Stored records:

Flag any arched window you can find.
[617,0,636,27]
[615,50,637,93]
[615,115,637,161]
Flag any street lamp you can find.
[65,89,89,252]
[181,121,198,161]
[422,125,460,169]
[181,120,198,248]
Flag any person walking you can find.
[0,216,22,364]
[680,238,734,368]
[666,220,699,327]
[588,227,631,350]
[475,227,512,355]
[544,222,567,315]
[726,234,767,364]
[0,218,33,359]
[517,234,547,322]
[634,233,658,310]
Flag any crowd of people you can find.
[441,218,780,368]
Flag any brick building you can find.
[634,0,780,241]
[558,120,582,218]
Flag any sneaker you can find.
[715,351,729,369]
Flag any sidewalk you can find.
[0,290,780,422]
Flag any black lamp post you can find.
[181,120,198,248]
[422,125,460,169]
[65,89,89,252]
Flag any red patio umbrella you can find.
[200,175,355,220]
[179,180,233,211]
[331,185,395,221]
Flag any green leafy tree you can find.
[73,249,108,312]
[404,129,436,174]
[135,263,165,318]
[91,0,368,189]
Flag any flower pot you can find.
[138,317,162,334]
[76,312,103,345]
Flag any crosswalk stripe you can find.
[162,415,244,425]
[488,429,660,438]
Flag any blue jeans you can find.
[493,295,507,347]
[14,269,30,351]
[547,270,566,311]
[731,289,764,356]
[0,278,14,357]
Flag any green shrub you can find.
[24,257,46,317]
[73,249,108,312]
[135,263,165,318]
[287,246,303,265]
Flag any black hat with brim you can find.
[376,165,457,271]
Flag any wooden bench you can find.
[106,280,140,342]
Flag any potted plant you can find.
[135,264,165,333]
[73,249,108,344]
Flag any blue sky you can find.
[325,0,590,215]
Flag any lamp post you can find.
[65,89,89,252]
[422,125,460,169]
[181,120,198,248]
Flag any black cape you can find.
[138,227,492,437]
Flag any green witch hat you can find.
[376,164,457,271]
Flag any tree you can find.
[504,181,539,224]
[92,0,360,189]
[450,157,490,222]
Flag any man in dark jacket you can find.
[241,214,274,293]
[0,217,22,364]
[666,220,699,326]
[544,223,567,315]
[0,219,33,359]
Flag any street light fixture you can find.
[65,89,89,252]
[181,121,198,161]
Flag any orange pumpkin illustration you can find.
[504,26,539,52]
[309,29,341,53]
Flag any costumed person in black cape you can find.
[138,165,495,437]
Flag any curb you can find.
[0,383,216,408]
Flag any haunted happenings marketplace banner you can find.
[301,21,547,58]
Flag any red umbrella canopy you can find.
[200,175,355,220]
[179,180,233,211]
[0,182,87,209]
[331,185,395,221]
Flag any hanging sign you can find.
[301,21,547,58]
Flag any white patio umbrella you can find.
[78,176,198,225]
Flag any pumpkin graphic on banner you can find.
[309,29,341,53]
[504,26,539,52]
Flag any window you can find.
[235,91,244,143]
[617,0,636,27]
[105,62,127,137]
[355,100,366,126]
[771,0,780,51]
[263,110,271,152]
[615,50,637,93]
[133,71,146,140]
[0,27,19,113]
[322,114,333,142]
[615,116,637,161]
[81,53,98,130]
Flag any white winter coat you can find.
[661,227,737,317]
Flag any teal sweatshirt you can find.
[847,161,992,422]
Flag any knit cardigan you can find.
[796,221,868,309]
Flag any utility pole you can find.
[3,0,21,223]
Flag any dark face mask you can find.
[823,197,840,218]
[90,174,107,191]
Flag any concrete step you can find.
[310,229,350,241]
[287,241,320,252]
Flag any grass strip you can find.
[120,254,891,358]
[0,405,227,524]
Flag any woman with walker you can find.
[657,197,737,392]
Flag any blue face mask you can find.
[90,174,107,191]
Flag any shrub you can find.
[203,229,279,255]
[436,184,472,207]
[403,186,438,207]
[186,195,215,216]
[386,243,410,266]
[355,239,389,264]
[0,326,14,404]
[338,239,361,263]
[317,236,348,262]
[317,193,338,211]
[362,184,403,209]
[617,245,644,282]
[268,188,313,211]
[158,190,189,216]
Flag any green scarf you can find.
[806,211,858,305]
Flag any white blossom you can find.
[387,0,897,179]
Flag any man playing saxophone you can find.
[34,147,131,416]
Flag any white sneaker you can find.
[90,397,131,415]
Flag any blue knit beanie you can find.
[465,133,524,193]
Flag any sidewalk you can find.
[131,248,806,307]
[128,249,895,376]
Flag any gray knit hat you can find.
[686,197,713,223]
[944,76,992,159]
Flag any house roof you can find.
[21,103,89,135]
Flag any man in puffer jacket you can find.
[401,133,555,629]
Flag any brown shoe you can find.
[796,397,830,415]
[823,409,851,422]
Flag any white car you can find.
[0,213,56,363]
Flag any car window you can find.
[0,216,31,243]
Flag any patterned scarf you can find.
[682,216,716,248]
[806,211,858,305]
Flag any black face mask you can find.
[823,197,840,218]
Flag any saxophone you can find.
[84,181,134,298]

** Aim of the exercise **
Add 21 to every bounding-box coordinate in the data, starting with the line containing "Flag any green scarf you can find." and going on through the line containing "[0,216,31,243]", both included. Write those lines out again, keeping every other line unchanged.

** Answer for this exercise **
Flag any green scarf you can find.
[827,232,879,326]
Flag any white blossom you can find.
[408,21,918,200]
Flag any man playing saxophone you can find.
[55,168,152,437]
Flag any white sneaker you can find.
[111,418,152,436]
Flag any blue knit beanie you can find.
[486,154,545,214]
Flag any sidewalk you can find.
[152,269,827,328]
[149,270,916,397]
Flag any gray knit hat you can find.
[707,218,734,244]
[965,97,1013,180]
Flag any house roof you can find.
[42,124,110,156]
Flag any man in puffer jacket you can find.
[422,154,576,650]
Flag any brown shoe you can find.
[817,418,851,436]
[844,430,872,443]
Flag any white car you can find.
[21,234,77,384]
Flag any car window you can find.
[21,237,52,264]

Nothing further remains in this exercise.